__Exercise input__.
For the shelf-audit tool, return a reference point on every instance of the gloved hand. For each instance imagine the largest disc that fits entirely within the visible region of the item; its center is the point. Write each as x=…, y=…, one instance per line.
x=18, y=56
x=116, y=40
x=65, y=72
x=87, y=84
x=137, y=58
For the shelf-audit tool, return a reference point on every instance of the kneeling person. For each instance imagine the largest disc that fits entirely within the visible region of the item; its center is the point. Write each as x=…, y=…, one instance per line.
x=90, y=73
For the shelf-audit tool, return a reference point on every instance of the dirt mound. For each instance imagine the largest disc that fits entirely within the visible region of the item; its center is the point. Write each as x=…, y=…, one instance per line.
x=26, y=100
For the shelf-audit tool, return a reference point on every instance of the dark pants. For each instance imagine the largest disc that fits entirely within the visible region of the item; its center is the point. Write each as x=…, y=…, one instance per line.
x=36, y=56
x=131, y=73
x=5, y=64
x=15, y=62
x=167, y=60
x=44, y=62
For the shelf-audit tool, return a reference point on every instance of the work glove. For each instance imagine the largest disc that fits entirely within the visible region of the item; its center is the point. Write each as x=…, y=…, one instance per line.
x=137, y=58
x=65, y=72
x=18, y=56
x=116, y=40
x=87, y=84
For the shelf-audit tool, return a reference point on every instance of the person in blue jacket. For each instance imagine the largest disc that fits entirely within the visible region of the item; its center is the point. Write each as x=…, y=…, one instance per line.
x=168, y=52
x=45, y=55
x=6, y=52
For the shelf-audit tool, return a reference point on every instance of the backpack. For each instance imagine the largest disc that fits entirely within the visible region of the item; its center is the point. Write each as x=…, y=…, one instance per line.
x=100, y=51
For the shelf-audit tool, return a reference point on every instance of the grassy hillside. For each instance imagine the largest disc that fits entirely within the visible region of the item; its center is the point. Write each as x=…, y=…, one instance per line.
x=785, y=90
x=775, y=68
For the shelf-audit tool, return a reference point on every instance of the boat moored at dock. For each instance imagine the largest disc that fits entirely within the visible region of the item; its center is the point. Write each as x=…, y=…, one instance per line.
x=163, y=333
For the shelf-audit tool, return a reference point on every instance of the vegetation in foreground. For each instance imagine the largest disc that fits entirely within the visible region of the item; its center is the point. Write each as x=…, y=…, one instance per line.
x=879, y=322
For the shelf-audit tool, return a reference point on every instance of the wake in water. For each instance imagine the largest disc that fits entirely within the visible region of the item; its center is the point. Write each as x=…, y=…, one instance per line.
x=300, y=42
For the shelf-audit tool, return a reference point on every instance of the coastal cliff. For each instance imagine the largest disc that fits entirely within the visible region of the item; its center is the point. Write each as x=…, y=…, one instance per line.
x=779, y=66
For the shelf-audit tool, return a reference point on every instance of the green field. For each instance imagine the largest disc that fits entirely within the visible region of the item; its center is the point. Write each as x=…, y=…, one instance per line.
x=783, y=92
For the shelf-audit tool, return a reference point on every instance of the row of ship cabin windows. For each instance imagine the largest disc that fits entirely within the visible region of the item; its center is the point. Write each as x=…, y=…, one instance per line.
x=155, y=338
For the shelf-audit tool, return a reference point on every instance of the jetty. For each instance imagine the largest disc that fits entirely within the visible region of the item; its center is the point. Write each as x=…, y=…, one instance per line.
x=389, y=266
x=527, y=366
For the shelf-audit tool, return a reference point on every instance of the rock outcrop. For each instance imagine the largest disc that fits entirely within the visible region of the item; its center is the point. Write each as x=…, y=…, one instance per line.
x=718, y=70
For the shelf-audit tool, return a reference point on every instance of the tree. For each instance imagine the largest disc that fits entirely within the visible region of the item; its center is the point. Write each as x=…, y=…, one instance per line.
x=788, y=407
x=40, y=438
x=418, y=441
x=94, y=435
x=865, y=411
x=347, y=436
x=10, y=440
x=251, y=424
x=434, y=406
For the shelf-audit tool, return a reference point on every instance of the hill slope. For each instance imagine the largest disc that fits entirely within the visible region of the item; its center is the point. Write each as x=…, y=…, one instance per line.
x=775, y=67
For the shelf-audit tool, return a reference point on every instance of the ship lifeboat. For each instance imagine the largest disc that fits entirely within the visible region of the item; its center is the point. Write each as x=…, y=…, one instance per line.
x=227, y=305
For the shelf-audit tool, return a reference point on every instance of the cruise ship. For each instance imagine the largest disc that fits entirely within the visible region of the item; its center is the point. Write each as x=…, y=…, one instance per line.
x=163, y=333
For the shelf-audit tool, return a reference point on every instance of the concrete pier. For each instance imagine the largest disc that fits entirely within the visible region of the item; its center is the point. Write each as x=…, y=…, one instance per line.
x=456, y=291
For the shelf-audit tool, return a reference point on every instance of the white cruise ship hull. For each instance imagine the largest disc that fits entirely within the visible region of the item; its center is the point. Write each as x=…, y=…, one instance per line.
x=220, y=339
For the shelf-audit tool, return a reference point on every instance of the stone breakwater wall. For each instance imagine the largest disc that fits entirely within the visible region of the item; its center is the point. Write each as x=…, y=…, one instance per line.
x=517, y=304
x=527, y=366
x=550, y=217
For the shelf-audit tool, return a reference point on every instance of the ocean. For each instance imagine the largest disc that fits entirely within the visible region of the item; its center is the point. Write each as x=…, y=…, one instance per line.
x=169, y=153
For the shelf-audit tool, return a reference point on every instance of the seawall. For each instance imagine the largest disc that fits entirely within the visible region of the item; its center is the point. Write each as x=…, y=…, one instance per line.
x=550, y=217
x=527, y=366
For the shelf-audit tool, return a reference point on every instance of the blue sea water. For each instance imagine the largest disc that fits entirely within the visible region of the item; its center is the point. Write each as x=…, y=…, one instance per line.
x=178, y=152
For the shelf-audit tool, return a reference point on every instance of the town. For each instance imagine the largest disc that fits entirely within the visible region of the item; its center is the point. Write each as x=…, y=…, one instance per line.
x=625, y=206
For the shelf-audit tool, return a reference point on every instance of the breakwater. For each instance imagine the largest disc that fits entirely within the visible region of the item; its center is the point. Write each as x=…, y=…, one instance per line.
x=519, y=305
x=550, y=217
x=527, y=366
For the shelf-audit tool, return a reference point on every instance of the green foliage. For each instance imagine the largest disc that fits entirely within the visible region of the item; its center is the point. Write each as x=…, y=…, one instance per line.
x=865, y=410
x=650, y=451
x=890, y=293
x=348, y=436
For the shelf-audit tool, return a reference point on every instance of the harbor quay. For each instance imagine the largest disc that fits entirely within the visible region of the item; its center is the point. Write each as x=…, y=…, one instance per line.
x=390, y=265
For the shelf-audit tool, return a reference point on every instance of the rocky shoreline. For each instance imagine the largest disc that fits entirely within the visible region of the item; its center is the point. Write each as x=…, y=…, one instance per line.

__Problem to work on__. Return all of the records above word for word, leaving every line unchanged.

__Finished task__.
For the shelf-audit tool, return a reference point on every instance of the gloved hand. For each instance imagine the largest disc that fits entirely within the visible region of the item; its center is the point. Write each as x=…, y=…, one instance per line.
x=18, y=56
x=116, y=40
x=65, y=72
x=87, y=84
x=137, y=58
For the shelf-audit tool, return a reference point on every instance of the kneeling person. For each instance imagine the largest disc that fits entirely within the visible region of the item; its center is the point. Write each as x=…, y=…, one instance per line.
x=90, y=73
For the shelf-audit tool, return a reference point on every instance of the dirt mound. For each instance imagine the largest disc that fits entirely within the visible region of the item; its center is the point. Write each as x=…, y=…, one instance per line.
x=26, y=100
For the shelf-audit tool, return a reference point on every instance of the dark pants. For each instance imagine the largest disc that fits entirely within the visible region of the item; its center is the point. Write each as x=…, y=…, one instance per line.
x=36, y=56
x=131, y=73
x=5, y=64
x=15, y=62
x=167, y=60
x=44, y=62
For the shelf-audit tool, return a reference point on every instance of the work glove. For each instance imagine the largest disc that fits entirely within the visible region of the item; its center is the point. Write each as x=…, y=…, one instance per line.
x=137, y=58
x=65, y=72
x=18, y=56
x=116, y=40
x=87, y=84
For the shelf-audit tool, return a reference point on every instance of the person in blue jacket. For each instance imagine the largest disc that fits entirely within the visible region of the item; its center is the point. Write each as x=…, y=…, one instance per line.
x=168, y=52
x=45, y=55
x=6, y=52
For the shelf-audit tool, return a reference point on every instance of the backpack. For each instance imagine the largest disc that fits entirely within the visible region of the item; its center is the point. Write each as x=…, y=…, one instance per line.
x=100, y=51
For the shelf-audit tool, return a reference point on every instance of the grassy hillside. For each instance imagine the largest disc that fits entirely within the visible region of the item; its center is the point. Write each as x=…, y=…, one instance per line.
x=785, y=90
x=775, y=68
For the shelf-audit tool, return a reference point on every instance of the boat moored at dock. For each instance imagine the largest disc that fits entirely within the visible region of the item; its center is the point. Write each as x=…, y=…, one instance per line.
x=163, y=333
For the shelf-audit tool, return a reference point on every instance of the vegetation in foreground. For each instance imagine the largest disc that fits entirely within the visible region of the item; its center is the point. Write each as x=…, y=…, one instance per line.
x=879, y=322
For the shelf-audit tool, return a reference point on every instance of the wake in water. For each instance imagine the largest disc that fits entirely within the visible region of the item; its center is the point. Write each as x=…, y=…, one instance per line.
x=300, y=42
For the shelf-audit tool, return a reference point on every instance of the coastal cliff. For each instance imagine the largest disc that fits entirely within the visible region of the item; its center is the point. Write each as x=…, y=…, one instance per line.
x=779, y=66
For the shelf-audit tool, return a reference point on every instance of the green field. For each instance imagine the largest disc that fits entirely within the visible region of the item; its center is the point. Write each as x=…, y=…, one instance per line.
x=783, y=92
For the shelf-audit tool, return a reference point on every instance of the row of ship cabin windows. For each instance imagine the largest disc that fits entirely within the visible region of the item; its center is the point. Write each as x=…, y=…, one instance per line.
x=155, y=338
For the shelf-audit tool, return a reference point on every instance of the jetty. For each instance imagine the largest disc that fits entirely within the visible region of the item; its center is the point. Write each as x=…, y=…, one instance per line.
x=389, y=266
x=527, y=366
For the shelf-audit tool, return a reference point on every instance of the rock outcrop. For each instance imagine the largest disc that fits entirely within the visible region of the item; its center is the point. Write each as x=…, y=…, one instance per line.
x=718, y=70
For the shelf-audit tool, return a reference point on every instance of the tree. For each instance imagine the largest disc that fits entirely within the visible region of the item; its center is the point. Write each as x=…, y=…, one instance per line.
x=788, y=407
x=40, y=438
x=418, y=441
x=94, y=435
x=865, y=411
x=347, y=436
x=10, y=440
x=251, y=424
x=434, y=406
For the shelf-audit tool, return a reference point on every instance of the hill slope. For each instance imagine the largest disc that fits entirely within the visible region of the item; its center is the point. Write each as x=…, y=…, one instance per line.
x=775, y=67
For the shelf-audit tool, return a reference point on every instance of the ship lifeboat. For each instance imagine the largest disc that fits entirely within the visible region of the item; its center is the point. Write each as x=…, y=…, one instance per line.
x=227, y=305
For the shelf-audit tool, return a reference point on every instance of the cruise ship. For each instance imagine the largest disc that fits entirely within the visible region of the item; its center is the point. Write each as x=…, y=…, one instance per line.
x=163, y=333
For the shelf-audit tool, return a reference point on every instance of the concrete pier. For each instance imagine the largest disc that fits entirely within the visible region of the item; its center is the point. Write each as x=…, y=…, one instance per line.
x=456, y=291
For the shelf-audit tool, return a reference point on every instance of the white cruise ship hull. For each instance imagine the largest disc that fits entirely within the visible region of the item; its center is the point. Write each as x=…, y=…, one instance per line.
x=220, y=339
For the shelf-audit tool, return a reference point on every instance of the stone breakwater wall. For each instance imagine the largest disc that fits entirely within the visible region of the item; its center is the point. Write each as x=…, y=…, one instance per line.
x=517, y=304
x=527, y=366
x=550, y=217
For the shelf-audit tool, return a reference point on every instance of the ocean. For each instance imagine the largest disc that fits entirely within the visible region of the item; its center is the point. Write each as x=…, y=…, one instance per line.
x=169, y=153
For the shelf-audit tool, return a reference point on every instance of the seawall. For each instance imagine the largest disc that fits entirely within the visible region of the item; its center is the point. Write each as x=…, y=…, one instance per line.
x=550, y=217
x=527, y=366
For the shelf-audit tool, return a reference point on every instance of the blue sea water. For each instance imagine the largest disc that fits entirely within the visible region of the item; its center is the point. Write each as x=…, y=…, one instance per line.
x=178, y=152
For the shelf-audit tool, return a reference point on every instance of the town. For each instance imagine the largest disc that fits entirely within the visible region of the item; its center is the point. Write each as x=…, y=…, one instance per line.
x=625, y=206
For the shelf-audit tool, return a reference point on every instance of the breakwater. For each instance imagine the largest disc that fits entirely within the visible region of the item; its center is the point. Write each as x=…, y=…, one instance per line.
x=519, y=305
x=550, y=217
x=527, y=366
For the shelf-audit tool, return a reference point on every instance of the green foliage. For each instance imagine the largest disc that fits entirely within the visible region of the item; its center is the point. Write each as x=…, y=…, one instance per line.
x=865, y=410
x=650, y=451
x=890, y=293
x=348, y=436
For the shelf-audit tool, return a reference point on every instance of the harbor quay. For each instance imagine the largest disc that fits entirely within the visible region of the item; its center is the point. Write each as x=…, y=…, one instance per line.
x=390, y=265
For the shelf-audit tool, return a reference point on every instance of the rocky shoreline. For each instance imagine the largest disc that fits entirely within the visible region of the item; its center is the point. Write each as x=…, y=…, one instance per line.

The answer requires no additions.